_TASK DESCRIPTION_. Transcribe every line, keeping it exact.

_DATA PROVIDED_.

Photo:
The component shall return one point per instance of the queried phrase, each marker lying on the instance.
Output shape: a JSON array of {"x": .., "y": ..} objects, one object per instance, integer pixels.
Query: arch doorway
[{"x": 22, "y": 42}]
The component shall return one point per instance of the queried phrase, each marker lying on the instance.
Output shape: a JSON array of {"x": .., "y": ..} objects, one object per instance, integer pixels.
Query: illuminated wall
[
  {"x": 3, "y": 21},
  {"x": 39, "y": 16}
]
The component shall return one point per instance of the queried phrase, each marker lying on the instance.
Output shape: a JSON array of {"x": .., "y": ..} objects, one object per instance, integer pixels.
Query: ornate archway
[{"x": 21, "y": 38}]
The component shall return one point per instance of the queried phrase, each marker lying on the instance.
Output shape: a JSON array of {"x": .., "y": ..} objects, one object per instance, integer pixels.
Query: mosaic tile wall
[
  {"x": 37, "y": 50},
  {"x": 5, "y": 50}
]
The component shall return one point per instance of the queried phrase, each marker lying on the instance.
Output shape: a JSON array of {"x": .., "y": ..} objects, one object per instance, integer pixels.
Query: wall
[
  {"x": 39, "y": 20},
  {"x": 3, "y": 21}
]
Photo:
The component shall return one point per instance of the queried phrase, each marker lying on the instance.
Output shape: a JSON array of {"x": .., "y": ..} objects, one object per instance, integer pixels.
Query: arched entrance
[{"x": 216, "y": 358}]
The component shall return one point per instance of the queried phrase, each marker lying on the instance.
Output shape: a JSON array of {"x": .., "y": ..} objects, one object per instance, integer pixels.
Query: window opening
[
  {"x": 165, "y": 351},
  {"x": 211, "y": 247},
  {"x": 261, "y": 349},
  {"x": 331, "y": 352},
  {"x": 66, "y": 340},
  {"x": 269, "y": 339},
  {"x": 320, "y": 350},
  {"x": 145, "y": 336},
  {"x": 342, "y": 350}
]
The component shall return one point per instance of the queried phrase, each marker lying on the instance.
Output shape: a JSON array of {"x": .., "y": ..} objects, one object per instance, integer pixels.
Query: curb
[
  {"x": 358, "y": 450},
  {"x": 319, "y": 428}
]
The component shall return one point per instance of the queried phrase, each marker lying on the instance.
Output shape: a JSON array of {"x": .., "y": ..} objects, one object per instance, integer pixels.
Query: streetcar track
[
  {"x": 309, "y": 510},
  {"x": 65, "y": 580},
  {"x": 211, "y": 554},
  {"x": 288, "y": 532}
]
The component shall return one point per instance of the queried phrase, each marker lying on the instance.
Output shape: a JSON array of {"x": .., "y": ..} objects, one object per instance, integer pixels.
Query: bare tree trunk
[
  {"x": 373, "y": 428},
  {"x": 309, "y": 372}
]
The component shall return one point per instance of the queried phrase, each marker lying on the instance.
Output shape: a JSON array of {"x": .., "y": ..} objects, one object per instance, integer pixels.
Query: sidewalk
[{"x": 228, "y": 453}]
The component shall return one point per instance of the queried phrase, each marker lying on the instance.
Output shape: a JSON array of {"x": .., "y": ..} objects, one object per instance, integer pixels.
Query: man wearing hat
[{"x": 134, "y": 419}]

_FINAL ANSWER_.
Photo:
The component shall return one point per instance of the queried phrase, each marker lying on the instance.
Output shape: a JSON array of {"x": .., "y": ..} objects, one object per instance, integer pixels.
Query: arch doorway
[{"x": 22, "y": 42}]
The component shall return one point per instance of the queried phrase, each marker lying on the instance.
Output shape: a JSON array of {"x": .., "y": ..} objects, one object per instance, integer pixels.
Query: illuminated wall
[
  {"x": 3, "y": 21},
  {"x": 39, "y": 16}
]
The component shall return one point per instance of the queried phrase, each marker lying on the instance.
Output shape: a JSON array of {"x": .., "y": ..} objects, one object per instance, integer pixels.
Query: ornate archway
[{"x": 21, "y": 38}]
The component shall return one point per instance of the queried phrase, each marker lying on the instance.
Output shape: a JSON array of {"x": .., "y": ..} objects, one object per instance, integer pixels.
Query: mosaic tile wall
[
  {"x": 37, "y": 50},
  {"x": 5, "y": 50}
]
The component shall return one point per instance of the queried phrase, each marker lying on the instance.
Output shape: a JSON array of {"x": .., "y": ..} objects, one object per instance, integer pixels.
Query: wall
[
  {"x": 39, "y": 20},
  {"x": 3, "y": 21}
]
Photo:
The component shall return one point per instance of the queried phrase, each marker lying on the instance.
Output shape: a JSON array of {"x": .., "y": ..} objects, one object per instance, integer pixels.
Query: arched entrance
[{"x": 216, "y": 358}]
The component shall return one point per instance of the queried phrase, each marker lying on the instance.
Output shape: a JSON array of {"x": .., "y": ..} objects, one object per instance, integer pixels.
Query: window opening
[
  {"x": 165, "y": 351},
  {"x": 211, "y": 247},
  {"x": 261, "y": 349},
  {"x": 331, "y": 352},
  {"x": 66, "y": 340},
  {"x": 269, "y": 339},
  {"x": 320, "y": 350},
  {"x": 145, "y": 336},
  {"x": 342, "y": 350}
]
The component shall return one point per instance of the queried phrase, each marker lying on the instance.
Output shape: a JSON array of {"x": .., "y": ..} objects, one object per instance, integer pixels.
Query: curb
[
  {"x": 358, "y": 450},
  {"x": 319, "y": 428}
]
The component shall return one point per instance of the queried phrase, each marker lying on the instance.
Output shape: a JSON array of {"x": .., "y": ..} objects, one object per instance, integer pixels.
Query: streetcar track
[
  {"x": 309, "y": 510},
  {"x": 65, "y": 580},
  {"x": 211, "y": 554},
  {"x": 288, "y": 532}
]
The component shall return one point per instance of the queried phrase, each marker lying on the instance.
Output shape: a JSON array of {"x": .., "y": ..} objects, one object per instance, integer pixels.
Query: bare tree trunk
[
  {"x": 373, "y": 428},
  {"x": 309, "y": 372}
]
The component shall return one point per instance of the queried phrase, each marker lying on the instance.
Output shape: a JSON array of {"x": .., "y": ..} objects, one object per instance, integer pixels.
Query: sidewalk
[{"x": 228, "y": 453}]
The component shall return one point per instance of the queried phrase, each marker lying on the instance.
Output shape: a JSON array of {"x": .., "y": ..} objects, one object per instance, integer pixels.
Query: man wearing hat
[{"x": 134, "y": 419}]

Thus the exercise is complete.